● **Work to complete**:
A. Answer these three questions from the slides on Tune and ObnoxiousTune, giving one answer a line and marking each with its number:
(i) Can an ObnoxiousTune reference refer to a Tune object?
(ii) In the first "Let's Fool the Compiler!" code, what type is t2 cast to in the second call to ring?
(iii) After that first code, what is still printed?
B. Decide whether each statement below agrees with the slides on Tune and ObnoxiousTune. Answer yes or no for each, and quote the words from the slides that settle it.
(i) A Tune reference can refer to an ObnoxiousTune object.
(ii) Every Tune is an ObnoxiousTune.
(iii) In the second "Let's Fool the Compiler!" code, t2 is cast to ObnoxiousTune before it is passed to ring.
C. Continue the slides on Tune and ObnoxiousTune from the point where they end.

● **Source extract**:
Similarly, a Tune reference can refer to an
ObnoxiousTune object.
In both cases, the basic question is: “Is an
ObnoxiousTune really a proper Tune?” Yes!
This doesn’t work the other way around: any old
Tune may not be an ObnoxiousTune.
So, an ObnoxiousTune reference cannot refer to a
Tune object.
Let’s Fool the Compiler!
public static void main(String[] args) {
CellPhone noiseMaker = new CellPhone();
Tune t1 = new Tune();
Tune t2 = new ObnoxiousTune();
noiseMaker.ring(t1);
noiseMaker.ring((Tune)t2);
}
Nothing changes… ObnoxiousTune.play()
is still printed.
Let’s Fool the Compiler!
public static void main(String[] args) {
CellPhone noiseMaker = new CellPhone();
Tune t1 = new Tune();
Tune t2 = new ObnoxiousTune();
noiseMaker.ring(t1);
noiseMaker.ring((ObnoxiousTune) t2);
}
Nothing changes…
Let’s Fool the Compiler!

● **Data section**:
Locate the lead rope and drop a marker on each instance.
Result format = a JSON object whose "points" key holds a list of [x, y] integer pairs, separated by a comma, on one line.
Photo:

● **Written answers**:
A.
(i) No, an ObnoxiousTune reference cannot refer to a Tune object.
(ii) Tune
(iii) ObnoxiousTune.play()

B.
(i) Yes: "Similarly, a Tune reference can refer to an ObnoxiousTune object."
(ii) No: "any old Tune may not be an ObnoxiousTune."
(iii) Yes: "noiseMaker.ring((ObnoxiousTune) t2);"

C.
public static void main(String[] args) {
CellPhone noiseMaker = new CellPhone();
Tune t1 = new Tune();
Tune t2 = new ObnoxiousTune();
noiseMaker.ring((ObnoxiousTune) t1);
noiseMaker.ring(t2);
}
This compiles, but gets a CastClassException
at runtime (even though Tune has a play() method).
“Downcasting” can be dangerous!
Extensibility I
public static void main(String[] args) {
CellPhone noiseMaker = new CellPhone();
SimpleInput keyboard = new SimpleInput();
System.out.println("Enter number of tunes:");
int numTunes = keyboard.nextInt();
Tune[] tunes = new Tune[numTunes];
for (int i = 0; i < numTunes; i++) {
System.out.println("Enter tune type");
System.out.println("(Tune=1, ObnoxiousTune=2)");
int tuneType = keyboard.nextInt();
switch(tuneType) {
case 1: tunes[i] = new Tune(); break;
case 2: tunes[i] = new ObnoxiousTune(); break;
default: tunes[i] = new Tune(); break;
}
}
for (int i = 0; i < tunes.length; i++)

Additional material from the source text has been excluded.